### Short task:
Edit the records below by changing each "instance" to "occurrence" and leaving everything else as it is.
····················
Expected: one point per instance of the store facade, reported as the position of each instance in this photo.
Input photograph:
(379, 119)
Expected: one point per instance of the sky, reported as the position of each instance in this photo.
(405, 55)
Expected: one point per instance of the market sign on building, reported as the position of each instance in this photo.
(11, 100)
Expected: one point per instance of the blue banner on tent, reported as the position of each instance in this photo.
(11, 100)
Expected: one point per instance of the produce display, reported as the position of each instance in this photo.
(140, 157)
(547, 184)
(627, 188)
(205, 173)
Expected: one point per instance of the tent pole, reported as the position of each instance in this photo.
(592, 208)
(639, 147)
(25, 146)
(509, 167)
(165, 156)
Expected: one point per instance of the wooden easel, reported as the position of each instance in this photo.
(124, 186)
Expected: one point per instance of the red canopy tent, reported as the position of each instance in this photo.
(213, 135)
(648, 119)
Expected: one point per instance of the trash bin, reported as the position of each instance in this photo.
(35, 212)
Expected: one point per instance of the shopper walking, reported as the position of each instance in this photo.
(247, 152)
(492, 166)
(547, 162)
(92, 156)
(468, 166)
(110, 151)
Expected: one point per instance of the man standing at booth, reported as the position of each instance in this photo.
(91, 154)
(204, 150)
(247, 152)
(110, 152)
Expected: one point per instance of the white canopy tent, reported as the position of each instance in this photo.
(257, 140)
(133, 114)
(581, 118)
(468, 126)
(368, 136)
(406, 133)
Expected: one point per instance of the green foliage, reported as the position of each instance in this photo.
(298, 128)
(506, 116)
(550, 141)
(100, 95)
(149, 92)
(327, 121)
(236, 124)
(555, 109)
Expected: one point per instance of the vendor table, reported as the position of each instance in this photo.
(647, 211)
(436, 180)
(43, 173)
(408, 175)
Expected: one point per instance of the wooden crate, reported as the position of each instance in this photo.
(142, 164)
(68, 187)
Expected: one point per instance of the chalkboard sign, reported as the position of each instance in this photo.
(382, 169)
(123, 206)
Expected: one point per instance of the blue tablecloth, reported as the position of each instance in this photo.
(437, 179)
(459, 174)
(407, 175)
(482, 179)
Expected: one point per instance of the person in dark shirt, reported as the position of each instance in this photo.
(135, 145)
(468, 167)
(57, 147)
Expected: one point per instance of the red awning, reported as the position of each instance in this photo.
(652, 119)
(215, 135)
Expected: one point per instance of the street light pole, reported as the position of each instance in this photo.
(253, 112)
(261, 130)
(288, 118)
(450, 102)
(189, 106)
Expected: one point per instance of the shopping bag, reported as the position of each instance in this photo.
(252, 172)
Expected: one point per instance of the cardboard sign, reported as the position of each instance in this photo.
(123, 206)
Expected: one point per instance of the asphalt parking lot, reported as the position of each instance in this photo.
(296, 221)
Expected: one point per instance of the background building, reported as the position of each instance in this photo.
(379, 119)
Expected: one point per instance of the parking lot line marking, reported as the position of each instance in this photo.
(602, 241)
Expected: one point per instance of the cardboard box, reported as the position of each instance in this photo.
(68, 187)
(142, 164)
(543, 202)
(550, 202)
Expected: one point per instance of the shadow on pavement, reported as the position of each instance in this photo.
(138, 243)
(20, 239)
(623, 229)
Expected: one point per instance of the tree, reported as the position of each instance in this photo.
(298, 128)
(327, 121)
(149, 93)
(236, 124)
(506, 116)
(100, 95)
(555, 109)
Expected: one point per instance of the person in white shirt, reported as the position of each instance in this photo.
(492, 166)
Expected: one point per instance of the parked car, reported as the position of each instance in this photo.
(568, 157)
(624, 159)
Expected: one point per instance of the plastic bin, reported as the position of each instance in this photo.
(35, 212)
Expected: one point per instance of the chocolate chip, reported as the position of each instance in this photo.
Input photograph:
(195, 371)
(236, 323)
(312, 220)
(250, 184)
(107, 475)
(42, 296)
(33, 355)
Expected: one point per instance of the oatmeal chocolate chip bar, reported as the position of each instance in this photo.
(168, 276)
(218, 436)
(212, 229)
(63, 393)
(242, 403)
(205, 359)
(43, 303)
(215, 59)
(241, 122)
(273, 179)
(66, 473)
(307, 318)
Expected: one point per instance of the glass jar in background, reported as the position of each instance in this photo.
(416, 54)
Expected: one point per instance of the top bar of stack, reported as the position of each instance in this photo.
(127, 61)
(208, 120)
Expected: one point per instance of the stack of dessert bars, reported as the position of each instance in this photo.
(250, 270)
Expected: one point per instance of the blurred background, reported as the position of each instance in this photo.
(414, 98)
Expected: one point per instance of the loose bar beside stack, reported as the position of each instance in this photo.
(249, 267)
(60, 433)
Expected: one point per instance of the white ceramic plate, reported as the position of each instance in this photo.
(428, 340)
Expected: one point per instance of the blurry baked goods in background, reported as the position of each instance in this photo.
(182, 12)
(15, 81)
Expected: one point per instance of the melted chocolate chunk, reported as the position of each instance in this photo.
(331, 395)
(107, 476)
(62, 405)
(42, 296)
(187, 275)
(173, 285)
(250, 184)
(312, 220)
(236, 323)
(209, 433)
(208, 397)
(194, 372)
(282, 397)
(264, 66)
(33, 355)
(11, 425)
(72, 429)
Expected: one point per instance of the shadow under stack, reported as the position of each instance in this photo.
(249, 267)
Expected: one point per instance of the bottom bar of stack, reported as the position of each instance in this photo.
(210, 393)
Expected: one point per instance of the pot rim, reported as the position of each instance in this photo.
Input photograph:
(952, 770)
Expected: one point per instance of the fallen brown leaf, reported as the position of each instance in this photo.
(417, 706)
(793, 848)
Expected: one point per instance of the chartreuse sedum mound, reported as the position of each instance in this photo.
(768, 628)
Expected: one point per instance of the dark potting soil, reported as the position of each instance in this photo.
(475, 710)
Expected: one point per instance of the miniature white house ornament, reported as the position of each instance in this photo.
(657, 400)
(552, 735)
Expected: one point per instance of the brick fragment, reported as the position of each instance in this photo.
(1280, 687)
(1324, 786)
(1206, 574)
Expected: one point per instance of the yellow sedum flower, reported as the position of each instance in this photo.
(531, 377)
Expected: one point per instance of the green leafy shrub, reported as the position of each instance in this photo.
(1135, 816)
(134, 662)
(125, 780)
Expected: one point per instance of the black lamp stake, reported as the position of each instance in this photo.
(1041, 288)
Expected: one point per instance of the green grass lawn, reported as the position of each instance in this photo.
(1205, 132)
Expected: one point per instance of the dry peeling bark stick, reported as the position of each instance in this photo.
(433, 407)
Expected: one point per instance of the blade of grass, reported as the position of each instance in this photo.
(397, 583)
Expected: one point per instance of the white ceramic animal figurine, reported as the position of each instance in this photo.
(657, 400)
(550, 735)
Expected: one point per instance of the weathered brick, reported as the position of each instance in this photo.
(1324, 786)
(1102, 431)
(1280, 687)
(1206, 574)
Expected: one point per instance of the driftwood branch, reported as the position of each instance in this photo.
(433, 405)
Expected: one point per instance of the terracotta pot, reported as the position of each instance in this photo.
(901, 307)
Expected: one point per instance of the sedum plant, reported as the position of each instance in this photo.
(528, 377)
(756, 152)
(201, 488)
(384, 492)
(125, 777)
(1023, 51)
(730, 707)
····················
### Written response:
Expected: one point per occurrence of the store facade, reported as the position of each occurrence in this photo.
Input photograph:
(379, 119)
Expected: one point per occurrence of the sky, reported as the position of each occurrence in this photo.
(405, 55)
Expected: one point per occurrence of the market sign on building, reported as the position of each occurrence in this photo.
(11, 100)
Expected: one point per occurrence of the blue banner on tent, reported as the position of each occurrence in this photo.
(11, 100)
Expected: one point per occurrence of the produce display, reported as the position of each occurrence in this photo.
(140, 157)
(547, 184)
(627, 188)
(205, 173)
Expected: one point per occurrence of the tent pole, reported as the position of each occurrence in this photo.
(592, 208)
(639, 147)
(25, 146)
(509, 167)
(165, 156)
Expected: one point per occurrence of the wooden easel, reported as the position of each occurrence in this photo.
(124, 186)
Expected: one point per occurrence of the red canopy tent, reported as the position of each occurrence in this photo.
(213, 135)
(648, 119)
Expected: one point per occurrence of the trash bin, reported as the position of each occurrence in this photo.
(35, 212)
Expected: one point per occurrence of the shopper walking, reported as the position of each occurrence in this photo.
(247, 152)
(492, 166)
(547, 162)
(92, 156)
(468, 166)
(110, 151)
Expected: one point per occurrence of the man standing at booth, reported as the position of each occurrence in this photo.
(91, 154)
(204, 150)
(247, 152)
(110, 152)
Expected: one point per occurrence of the white canopy tent, reported as the position of each occurrence in this photo.
(257, 140)
(133, 114)
(581, 118)
(468, 126)
(368, 136)
(406, 133)
Expected: one point per occurrence of the green foliage, reported as the position of each occurrence in this photo.
(298, 128)
(506, 116)
(550, 141)
(100, 95)
(149, 92)
(327, 121)
(236, 124)
(555, 109)
Expected: one point per occurrence of the vendor table, reported as the position of each occurrence in this photo.
(647, 211)
(436, 180)
(43, 173)
(408, 175)
Expected: one point per occurrence of the wooden crate, reported as the position of each occurrence in this photo.
(142, 164)
(68, 187)
Expected: one point per occurrence of the chalkboard sign, reported as the position of each occurrence in this photo.
(382, 169)
(123, 206)
Expected: one point per occurrence of the blue tablecloth, reported as the position of each occurrence in this photo.
(437, 179)
(459, 174)
(407, 175)
(482, 179)
Expected: one point per occurrence of the person in dark shirt, reported as the position of each occurrence in this photo.
(135, 145)
(468, 167)
(57, 147)
Expected: one point per occurrence of the red awning, reported as the position of each occurrence in this photo.
(652, 119)
(215, 135)
Expected: one point per occurrence of the street light pole, reported as the position of each occurrence in this photo.
(253, 112)
(261, 130)
(288, 118)
(450, 102)
(189, 106)
Expected: one point per occurrence of the shopping bag, reported as the position of each occurrence in this photo.
(252, 172)
Expected: one point per occurrence of the cardboard sign, reported as the position of each occurrence in this photo.
(123, 206)
Expected: one point per occurrence of the asphalt parking lot, reported as the position of each occurrence in this photo.
(296, 221)
Expected: one point per occurrence of the background building, reported as the position of each occurrence in this photo.
(379, 119)
Expected: one point per occurrence of the parking lot line marking, reported as the position of each occurrence in this photo.
(602, 241)
Expected: one point per occurrence of the cardboard box, reported as the position of each occurrence in this photo.
(68, 187)
(142, 164)
(543, 202)
(550, 202)
Expected: one point per occurrence of the shadow on pavement, reported as the position of each occurrence in this photo.
(138, 243)
(20, 239)
(623, 229)
Expected: one point per occurrence of the tree, reported as the position of each occurrence in this photo.
(298, 128)
(327, 121)
(149, 93)
(236, 124)
(506, 116)
(100, 95)
(555, 109)
Expected: one point per occurrence of the person in white shirt, reported as the position of each occurrence in this photo.
(492, 166)
Expected: one point per occurrence of the parked car, reported as the position of each occurrence in this photo.
(568, 157)
(624, 159)
Expected: one point per occurrence of the plastic bin, reported as the position of each occurrence in this photo.
(35, 212)
Expected: one point per occurrence of the chocolate chip, reported as the position of each occurrence in this photo.
Input photograph:
(195, 371)
(236, 323)
(312, 220)
(250, 184)
(107, 475)
(42, 296)
(33, 355)
Expected: one point per occurrence of the oatmeal chocolate chip bar, reported as the position of each occurrence in this photo.
(168, 276)
(218, 436)
(212, 229)
(63, 393)
(242, 403)
(205, 359)
(43, 303)
(215, 59)
(241, 122)
(273, 179)
(66, 473)
(307, 318)
Expected: one point per occurrence of the glass jar in background, reported as the position of each occurrence in this photo.
(416, 54)
Expected: one point per occurrence of the top bar of stack, reported as the position of each occurrence in this photo.
(127, 61)
(208, 120)
Expected: one point per occurrence of the stack of dessert bars, reported as the position of each occurrence in this photo.
(250, 270)
Expected: one point per occurrence of the blurred background, reported as the position of each occurrence in this photo.
(414, 98)
Expected: one point per occurrence of the loose bar beside stack, reported as the position of each occurrence in this photo.
(249, 267)
(60, 433)
Expected: one point per occurrence of the white ceramic plate, reported as the position of each occurrence in this photo.
(428, 340)
Expected: one point per occurrence of the blurry baked goods in background, reported as the position of each occurrence in this photo.
(182, 12)
(15, 81)
Expected: one point per occurrence of the melted chocolate chunk, reported as the position of each occurrence in this photo.
(331, 395)
(107, 476)
(62, 405)
(42, 296)
(187, 275)
(173, 285)
(250, 184)
(312, 220)
(236, 323)
(209, 433)
(208, 397)
(194, 372)
(282, 397)
(264, 66)
(33, 355)
(11, 425)
(72, 429)
Expected: one point per occurrence of the shadow under stack, reported as the position of each occurrence in this photo.
(249, 267)
Expected: one point per occurrence of the bottom bar of stack, reported as the position of each occurrence in this photo.
(210, 393)
Expected: one point per occurrence of the pot rim, reported as the position of each occurrence in this photo.
Input photograph:
(952, 770)
Expected: one point per occurrence of the fallen brown leaf, reported as the position of each occurrence in this photo.
(417, 706)
(793, 848)
Expected: one point per occurrence of the chartreuse sedum mound, reported as the position of each occurrence in this photo.
(768, 628)
Expected: one point per occurrence of the dark potting soil, reported as the position of each occurrence in this photo.
(475, 710)
Expected: one point per occurrence of the miniature white house ornament, reported as the position of each occurrence in this photo.
(657, 400)
(552, 735)
Expected: one point per occurrence of the brick fragment, reported as the position of each occurrence in this photo.
(1280, 687)
(1324, 786)
(1206, 574)
Expected: one point per occurrence of the yellow sedum flower, reported as the position of each occurrence in this photo.
(531, 377)
Expected: one point per occurrence of the green leafy shrub, reported as the position of each occurrence in this photo.
(1135, 816)
(134, 662)
(125, 780)
Expected: one point per occurrence of the black lamp stake, reported as the position of each occurrence in this photo.
(1041, 288)
Expected: one point per occurrence of the green grass lawn, reported as the position of each occurrence in this photo.
(1205, 132)
Expected: one point per occurrence of the dry peeling bark stick, reported as the position of each occurrence in this photo.
(433, 407)
Expected: one point per occurrence of the blade of grass, reported as the position of each occurrence in this photo.
(397, 583)
Expected: one point per occurrence of the white ceramic animal figurine, reported as the position of each occurrence in this photo.
(657, 400)
(550, 735)
Expected: one point per occurrence of the weathered brick, reported as the position of each occurrence in this photo.
(1324, 786)
(1102, 431)
(1280, 687)
(1206, 574)
Expected: one point per occurrence of the driftwood branch, reported as the position of each occurrence in this photo.
(433, 405)
Expected: one point per occurrence of the terracotta pot, reported as the position of each occurrence in this photo.
(901, 307)
Expected: one point per occurrence of the sedum plant, reported as the position of each occurrence in this photo.
(528, 377)
(756, 152)
(201, 488)
(384, 492)
(125, 777)
(1023, 51)
(730, 707)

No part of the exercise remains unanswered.